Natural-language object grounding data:
□ □ □
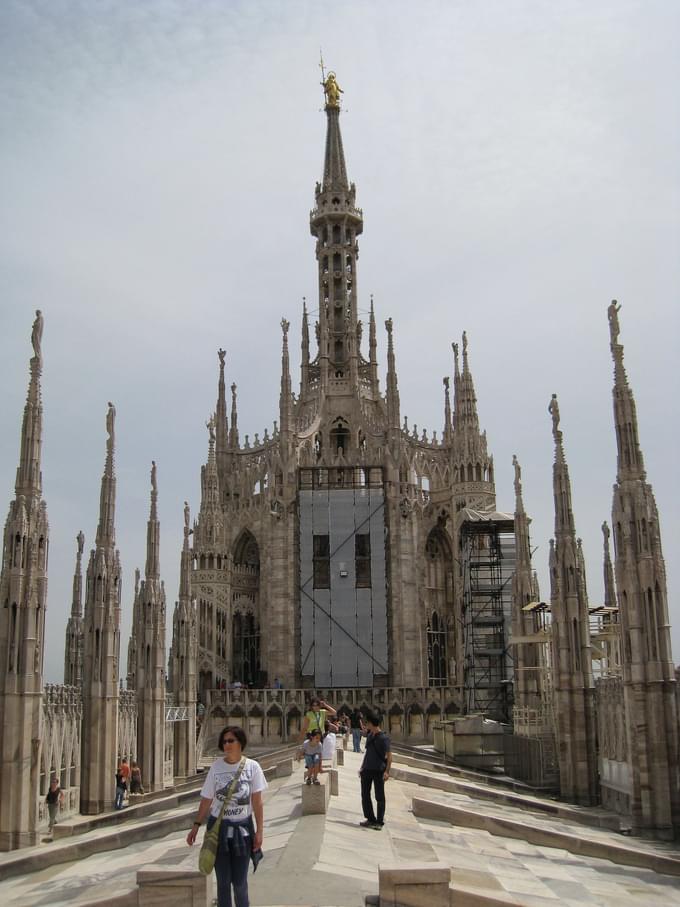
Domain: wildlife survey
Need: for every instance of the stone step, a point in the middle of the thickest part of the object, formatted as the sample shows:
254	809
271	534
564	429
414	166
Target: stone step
628	854
591	816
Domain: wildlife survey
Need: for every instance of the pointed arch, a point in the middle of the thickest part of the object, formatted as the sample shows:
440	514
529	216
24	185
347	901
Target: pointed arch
438	592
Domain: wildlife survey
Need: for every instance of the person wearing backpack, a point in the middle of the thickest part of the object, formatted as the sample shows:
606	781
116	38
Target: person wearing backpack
374	771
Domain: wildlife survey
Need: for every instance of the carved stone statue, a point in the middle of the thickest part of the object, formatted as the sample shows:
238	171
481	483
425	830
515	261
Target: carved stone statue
111	426
36	335
554	410
518	475
332	90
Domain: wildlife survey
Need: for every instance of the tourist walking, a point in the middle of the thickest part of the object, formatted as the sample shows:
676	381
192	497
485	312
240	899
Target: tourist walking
120	790
55	797
374	771
239	835
136	779
355	721
330	742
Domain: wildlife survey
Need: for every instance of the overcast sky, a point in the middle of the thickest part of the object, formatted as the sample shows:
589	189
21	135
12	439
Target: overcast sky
518	164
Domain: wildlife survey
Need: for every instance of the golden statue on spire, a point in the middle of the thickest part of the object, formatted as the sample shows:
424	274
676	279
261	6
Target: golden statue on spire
331	89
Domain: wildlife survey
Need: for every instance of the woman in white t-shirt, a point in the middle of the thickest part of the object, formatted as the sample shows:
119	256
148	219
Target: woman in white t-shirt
239	834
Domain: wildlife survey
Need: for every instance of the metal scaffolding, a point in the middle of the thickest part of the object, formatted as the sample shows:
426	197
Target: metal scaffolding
488	559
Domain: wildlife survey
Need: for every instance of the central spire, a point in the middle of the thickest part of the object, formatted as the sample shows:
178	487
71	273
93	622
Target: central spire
336	222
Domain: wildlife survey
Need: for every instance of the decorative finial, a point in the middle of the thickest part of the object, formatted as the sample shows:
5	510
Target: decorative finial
554	410
518	475
613	316
36	335
111	426
331	89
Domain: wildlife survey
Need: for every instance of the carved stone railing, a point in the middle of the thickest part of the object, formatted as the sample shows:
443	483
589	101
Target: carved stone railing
272	716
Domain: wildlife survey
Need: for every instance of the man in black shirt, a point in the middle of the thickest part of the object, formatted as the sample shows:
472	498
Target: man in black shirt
374	771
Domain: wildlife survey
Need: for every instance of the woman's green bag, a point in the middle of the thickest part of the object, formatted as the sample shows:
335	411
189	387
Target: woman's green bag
206	858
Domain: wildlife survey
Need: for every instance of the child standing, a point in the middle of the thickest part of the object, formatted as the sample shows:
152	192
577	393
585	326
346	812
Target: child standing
312	750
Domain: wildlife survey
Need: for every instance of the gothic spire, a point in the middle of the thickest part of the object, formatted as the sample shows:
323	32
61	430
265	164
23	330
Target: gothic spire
23	588
101	647
609	586
221	410
572	658
153	531
372	350
183	667
336	223
304	347
285	398
646	658
392	394
77	598
106	535
29	477
233	429
465	399
447	411
630	462
334	169
73	657
527	655
564	518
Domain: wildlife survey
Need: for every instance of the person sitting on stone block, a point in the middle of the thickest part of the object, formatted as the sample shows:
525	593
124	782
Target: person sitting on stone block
329	743
312	750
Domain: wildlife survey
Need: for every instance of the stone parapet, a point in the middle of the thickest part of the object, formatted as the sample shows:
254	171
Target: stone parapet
414	885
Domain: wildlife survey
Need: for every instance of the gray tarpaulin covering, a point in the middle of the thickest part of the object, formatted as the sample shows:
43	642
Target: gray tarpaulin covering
343	629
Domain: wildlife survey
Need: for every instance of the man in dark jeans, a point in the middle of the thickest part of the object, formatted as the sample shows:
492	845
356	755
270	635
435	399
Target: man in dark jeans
375	770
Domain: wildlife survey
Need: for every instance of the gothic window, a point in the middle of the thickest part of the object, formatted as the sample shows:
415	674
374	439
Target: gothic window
576	645
322	562
362	560
436	652
652	628
246	650
340	436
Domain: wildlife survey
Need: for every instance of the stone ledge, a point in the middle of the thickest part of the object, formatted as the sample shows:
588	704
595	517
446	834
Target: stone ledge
414	885
614	851
590	816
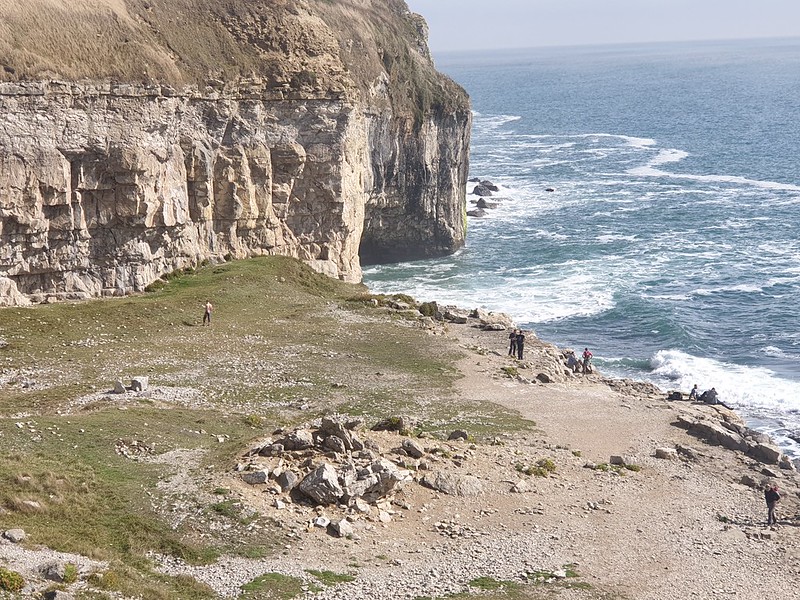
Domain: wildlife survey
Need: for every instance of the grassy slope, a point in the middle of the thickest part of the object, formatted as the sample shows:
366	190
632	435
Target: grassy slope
286	345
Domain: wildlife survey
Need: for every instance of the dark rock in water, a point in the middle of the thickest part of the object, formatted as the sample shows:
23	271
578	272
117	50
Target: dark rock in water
483	204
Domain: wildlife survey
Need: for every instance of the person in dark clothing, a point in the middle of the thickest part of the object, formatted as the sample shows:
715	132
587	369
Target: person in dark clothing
587	361
512	349
772	496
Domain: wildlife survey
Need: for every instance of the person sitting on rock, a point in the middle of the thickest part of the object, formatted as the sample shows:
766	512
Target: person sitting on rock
572	362
512	350
587	361
520	343
772	496
710	397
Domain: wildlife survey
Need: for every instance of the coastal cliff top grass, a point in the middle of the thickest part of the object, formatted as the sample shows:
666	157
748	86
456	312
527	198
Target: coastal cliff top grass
307	46
82	470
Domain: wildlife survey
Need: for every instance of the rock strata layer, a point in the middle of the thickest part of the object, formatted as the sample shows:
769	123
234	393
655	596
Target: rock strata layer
331	139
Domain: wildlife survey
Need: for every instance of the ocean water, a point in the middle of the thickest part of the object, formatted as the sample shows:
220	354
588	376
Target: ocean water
670	245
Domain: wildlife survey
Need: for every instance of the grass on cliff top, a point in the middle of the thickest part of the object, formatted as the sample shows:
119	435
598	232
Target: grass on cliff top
286	345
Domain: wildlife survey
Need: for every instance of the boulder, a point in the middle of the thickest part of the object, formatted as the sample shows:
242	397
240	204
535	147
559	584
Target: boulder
766	453
256	477
453	484
53	570
455	316
715	433
334	426
398	423
301	439
667	453
287	480
322	485
15	535
521	487
140	384
749	481
412	448
341	528
335	444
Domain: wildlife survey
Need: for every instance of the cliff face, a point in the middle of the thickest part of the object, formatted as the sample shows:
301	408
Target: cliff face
316	129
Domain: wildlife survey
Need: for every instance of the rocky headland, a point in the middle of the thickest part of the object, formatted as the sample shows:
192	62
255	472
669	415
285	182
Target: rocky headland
524	477
141	138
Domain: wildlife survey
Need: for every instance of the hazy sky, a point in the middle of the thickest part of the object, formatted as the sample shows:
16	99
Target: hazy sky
481	24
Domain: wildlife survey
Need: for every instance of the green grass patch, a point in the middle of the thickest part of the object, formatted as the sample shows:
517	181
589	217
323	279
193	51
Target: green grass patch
11	581
491	584
273	585
329	578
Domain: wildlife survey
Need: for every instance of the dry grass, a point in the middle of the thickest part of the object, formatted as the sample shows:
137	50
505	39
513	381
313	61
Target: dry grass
337	46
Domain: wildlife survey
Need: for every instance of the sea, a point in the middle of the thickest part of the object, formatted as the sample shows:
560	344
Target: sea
649	209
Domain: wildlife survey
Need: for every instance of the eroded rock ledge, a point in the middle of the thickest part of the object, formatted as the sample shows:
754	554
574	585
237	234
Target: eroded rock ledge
338	142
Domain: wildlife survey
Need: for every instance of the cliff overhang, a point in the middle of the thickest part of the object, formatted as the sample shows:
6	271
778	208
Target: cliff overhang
142	137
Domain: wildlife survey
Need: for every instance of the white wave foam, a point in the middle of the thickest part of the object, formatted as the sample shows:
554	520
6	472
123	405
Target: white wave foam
667	156
748	388
649	170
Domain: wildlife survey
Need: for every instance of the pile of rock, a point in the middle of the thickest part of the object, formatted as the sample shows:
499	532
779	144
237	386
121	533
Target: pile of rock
720	426
327	465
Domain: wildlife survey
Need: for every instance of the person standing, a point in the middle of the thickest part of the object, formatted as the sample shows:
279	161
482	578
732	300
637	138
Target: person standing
207	313
520	343
512	337
772	496
587	361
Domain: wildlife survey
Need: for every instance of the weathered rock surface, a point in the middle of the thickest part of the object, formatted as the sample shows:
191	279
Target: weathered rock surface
453	484
320	143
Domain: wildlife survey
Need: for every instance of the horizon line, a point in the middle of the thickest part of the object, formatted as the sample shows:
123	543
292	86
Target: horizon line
616	44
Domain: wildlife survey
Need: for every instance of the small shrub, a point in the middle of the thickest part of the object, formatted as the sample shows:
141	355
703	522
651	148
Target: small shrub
510	371
329	577
489	583
11	581
157	285
547	464
227	508
70	573
253	421
110	580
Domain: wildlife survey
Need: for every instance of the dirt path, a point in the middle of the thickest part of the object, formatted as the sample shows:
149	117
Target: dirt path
657	533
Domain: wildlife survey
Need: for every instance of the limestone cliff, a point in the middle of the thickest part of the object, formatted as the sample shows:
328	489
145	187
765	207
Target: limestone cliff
138	137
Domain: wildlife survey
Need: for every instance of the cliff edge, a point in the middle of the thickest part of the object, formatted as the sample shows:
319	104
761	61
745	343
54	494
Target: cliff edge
139	137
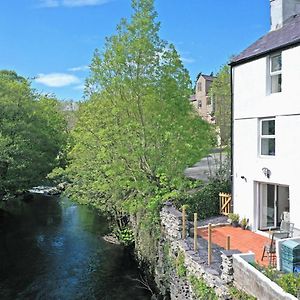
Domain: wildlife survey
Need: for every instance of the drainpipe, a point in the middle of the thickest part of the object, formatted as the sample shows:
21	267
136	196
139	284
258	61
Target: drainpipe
231	134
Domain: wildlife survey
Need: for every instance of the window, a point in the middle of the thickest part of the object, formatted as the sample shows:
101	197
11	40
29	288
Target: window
275	73
267	137
199	86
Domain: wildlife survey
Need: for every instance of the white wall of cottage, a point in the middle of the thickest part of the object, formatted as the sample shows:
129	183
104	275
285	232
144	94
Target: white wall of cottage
252	101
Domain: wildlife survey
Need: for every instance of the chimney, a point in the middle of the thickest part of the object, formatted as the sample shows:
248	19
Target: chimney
281	10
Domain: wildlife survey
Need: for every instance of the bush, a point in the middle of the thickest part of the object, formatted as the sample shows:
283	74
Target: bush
201	289
289	283
205	201
180	267
237	294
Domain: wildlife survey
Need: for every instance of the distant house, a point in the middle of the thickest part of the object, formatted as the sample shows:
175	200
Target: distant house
201	101
266	123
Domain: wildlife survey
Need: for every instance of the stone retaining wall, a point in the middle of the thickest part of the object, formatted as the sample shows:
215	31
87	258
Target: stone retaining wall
195	264
249	279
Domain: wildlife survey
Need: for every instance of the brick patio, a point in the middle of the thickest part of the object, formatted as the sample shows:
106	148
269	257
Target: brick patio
242	240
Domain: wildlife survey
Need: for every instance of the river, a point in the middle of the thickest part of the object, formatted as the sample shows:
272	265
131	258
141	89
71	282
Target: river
52	248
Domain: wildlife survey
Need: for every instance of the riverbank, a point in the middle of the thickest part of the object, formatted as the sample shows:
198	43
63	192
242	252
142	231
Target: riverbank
53	248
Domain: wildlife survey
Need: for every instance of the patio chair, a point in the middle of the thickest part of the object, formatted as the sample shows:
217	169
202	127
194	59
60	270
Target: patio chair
286	228
269	251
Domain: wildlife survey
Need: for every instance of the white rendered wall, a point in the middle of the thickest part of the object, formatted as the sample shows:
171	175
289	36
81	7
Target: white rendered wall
252	102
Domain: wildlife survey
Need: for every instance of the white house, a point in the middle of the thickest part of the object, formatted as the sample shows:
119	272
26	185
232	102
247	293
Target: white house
266	123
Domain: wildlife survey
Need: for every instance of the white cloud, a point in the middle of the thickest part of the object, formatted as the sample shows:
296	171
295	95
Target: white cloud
79	87
49	3
57	79
71	3
78	69
187	60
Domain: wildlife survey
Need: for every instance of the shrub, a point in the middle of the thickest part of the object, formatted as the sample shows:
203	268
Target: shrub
237	294
180	267
234	217
125	236
290	283
201	289
204	201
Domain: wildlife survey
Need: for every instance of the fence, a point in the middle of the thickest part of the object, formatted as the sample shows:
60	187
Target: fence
225	203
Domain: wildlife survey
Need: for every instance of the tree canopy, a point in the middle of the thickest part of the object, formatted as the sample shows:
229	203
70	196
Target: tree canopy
32	134
221	95
137	131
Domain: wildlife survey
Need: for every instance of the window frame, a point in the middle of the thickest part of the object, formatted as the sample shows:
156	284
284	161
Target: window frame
269	136
199	86
274	73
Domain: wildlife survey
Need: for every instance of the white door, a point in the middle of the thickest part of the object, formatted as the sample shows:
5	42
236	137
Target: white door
268	206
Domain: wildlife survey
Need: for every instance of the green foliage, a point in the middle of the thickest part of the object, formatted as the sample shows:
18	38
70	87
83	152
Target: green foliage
205	201
237	294
201	289
32	134
180	266
289	283
126	236
244	222
220	92
234	217
137	131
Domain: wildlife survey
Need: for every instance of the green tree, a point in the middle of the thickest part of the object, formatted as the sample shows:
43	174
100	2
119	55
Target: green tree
137	131
32	134
221	94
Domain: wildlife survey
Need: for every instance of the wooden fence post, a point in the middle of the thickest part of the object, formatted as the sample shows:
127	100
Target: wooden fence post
195	233
183	223
209	245
228	242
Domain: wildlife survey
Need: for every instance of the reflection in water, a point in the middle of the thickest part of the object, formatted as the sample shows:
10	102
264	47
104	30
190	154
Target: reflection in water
52	249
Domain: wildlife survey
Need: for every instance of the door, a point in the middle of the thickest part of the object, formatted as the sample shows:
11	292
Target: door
268	206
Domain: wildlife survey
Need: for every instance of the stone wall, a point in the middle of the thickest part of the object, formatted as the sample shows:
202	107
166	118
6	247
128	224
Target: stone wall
195	263
249	279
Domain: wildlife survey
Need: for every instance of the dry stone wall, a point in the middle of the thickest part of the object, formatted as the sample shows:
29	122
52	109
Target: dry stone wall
168	270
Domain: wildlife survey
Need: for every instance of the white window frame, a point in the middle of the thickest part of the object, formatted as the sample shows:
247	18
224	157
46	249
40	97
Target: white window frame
199	86
269	136
274	73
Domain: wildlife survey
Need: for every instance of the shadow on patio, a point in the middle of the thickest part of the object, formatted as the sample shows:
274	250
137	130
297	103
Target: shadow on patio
242	240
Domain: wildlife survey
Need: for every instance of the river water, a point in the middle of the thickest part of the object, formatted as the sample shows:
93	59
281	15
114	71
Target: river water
52	248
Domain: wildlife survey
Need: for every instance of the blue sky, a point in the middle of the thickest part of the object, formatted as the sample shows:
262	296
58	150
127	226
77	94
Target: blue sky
54	40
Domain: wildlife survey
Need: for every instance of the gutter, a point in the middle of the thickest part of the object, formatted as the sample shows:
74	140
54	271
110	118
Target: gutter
265	53
231	135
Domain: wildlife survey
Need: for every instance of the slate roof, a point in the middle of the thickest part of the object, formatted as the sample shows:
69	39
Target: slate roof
208	77
284	37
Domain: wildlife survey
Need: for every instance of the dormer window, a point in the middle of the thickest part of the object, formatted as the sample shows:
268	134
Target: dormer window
199	86
267	137
275	73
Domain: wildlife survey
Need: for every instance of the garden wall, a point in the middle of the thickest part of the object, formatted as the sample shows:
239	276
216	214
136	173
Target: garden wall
249	279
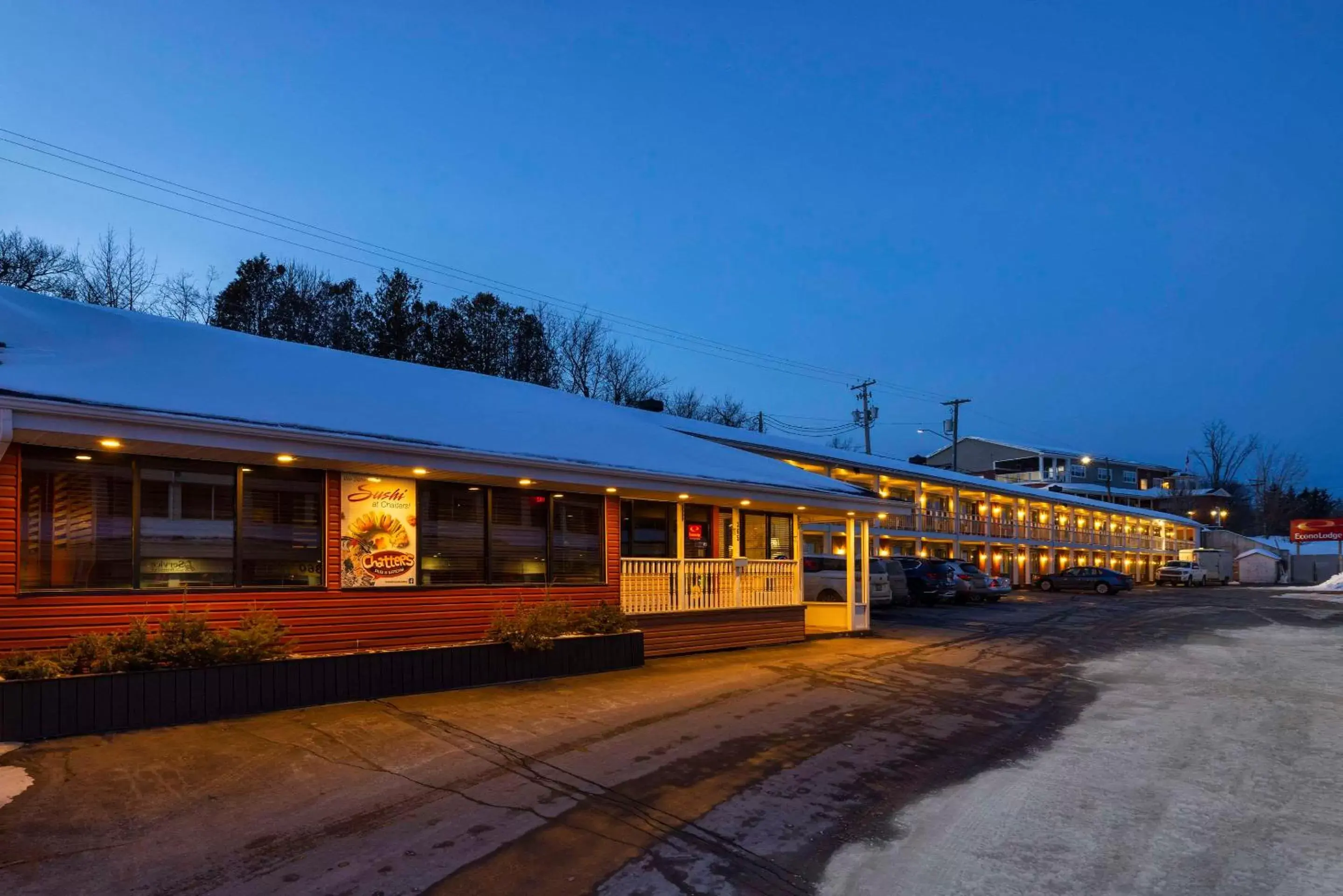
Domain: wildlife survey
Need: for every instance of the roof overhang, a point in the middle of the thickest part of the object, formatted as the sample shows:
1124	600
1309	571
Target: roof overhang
141	431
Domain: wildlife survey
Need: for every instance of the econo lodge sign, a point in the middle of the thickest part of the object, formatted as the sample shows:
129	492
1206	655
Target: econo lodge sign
1318	530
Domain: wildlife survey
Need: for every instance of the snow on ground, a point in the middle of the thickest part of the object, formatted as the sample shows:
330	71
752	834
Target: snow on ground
1211	767
14	781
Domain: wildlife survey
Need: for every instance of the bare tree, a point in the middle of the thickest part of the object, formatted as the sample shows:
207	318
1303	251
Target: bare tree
687	403
117	277
181	299
579	344
727	411
35	265
1224	453
626	378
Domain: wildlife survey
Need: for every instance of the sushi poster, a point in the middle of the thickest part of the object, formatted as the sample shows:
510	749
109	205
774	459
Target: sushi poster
378	532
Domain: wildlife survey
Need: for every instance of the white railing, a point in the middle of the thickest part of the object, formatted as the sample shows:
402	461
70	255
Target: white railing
677	586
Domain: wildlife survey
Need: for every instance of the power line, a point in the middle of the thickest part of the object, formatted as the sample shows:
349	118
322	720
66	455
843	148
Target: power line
367	264
381	252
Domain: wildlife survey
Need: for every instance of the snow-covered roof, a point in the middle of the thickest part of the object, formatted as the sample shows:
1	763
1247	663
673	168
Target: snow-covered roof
1037	449
883	464
66	351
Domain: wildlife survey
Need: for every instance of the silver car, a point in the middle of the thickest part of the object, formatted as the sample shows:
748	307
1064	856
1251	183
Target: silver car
971	582
822	579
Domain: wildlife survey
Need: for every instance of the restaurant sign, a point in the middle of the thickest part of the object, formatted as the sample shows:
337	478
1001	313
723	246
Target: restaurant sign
1318	530
376	532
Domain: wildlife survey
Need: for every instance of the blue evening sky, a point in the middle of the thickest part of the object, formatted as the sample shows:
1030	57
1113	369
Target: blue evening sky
1106	223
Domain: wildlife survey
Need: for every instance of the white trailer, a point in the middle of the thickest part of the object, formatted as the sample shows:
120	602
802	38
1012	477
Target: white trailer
1217	565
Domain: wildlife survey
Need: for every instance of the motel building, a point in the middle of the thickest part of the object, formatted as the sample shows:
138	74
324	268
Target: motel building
148	464
1006	530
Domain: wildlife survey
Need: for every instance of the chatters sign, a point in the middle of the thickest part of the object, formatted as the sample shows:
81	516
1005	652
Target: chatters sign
378	532
1318	530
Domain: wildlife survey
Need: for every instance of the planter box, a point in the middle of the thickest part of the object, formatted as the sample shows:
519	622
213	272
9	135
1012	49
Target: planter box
128	700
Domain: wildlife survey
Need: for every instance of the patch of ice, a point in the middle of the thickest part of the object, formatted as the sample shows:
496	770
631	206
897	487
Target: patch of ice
14	781
1203	769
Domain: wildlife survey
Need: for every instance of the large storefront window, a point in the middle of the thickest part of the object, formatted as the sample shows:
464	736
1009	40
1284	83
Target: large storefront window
452	534
578	551
766	536
281	527
519	523
648	528
186	524
74	521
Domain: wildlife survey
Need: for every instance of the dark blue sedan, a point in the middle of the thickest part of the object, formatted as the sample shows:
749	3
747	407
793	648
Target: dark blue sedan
1086	579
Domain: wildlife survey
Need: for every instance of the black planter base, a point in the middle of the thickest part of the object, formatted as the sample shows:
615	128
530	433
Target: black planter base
129	700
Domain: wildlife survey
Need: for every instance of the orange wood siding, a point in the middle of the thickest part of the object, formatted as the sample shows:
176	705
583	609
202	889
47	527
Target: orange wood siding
□ □ □
Your response should be each line that includes the word "orange", copied from the records.

• TASK ANSWER:
Need: for every instance of the orange wood siding, a point in the middle of the thickest part of the object, formatted as the sample shows:
Target: orange wood siding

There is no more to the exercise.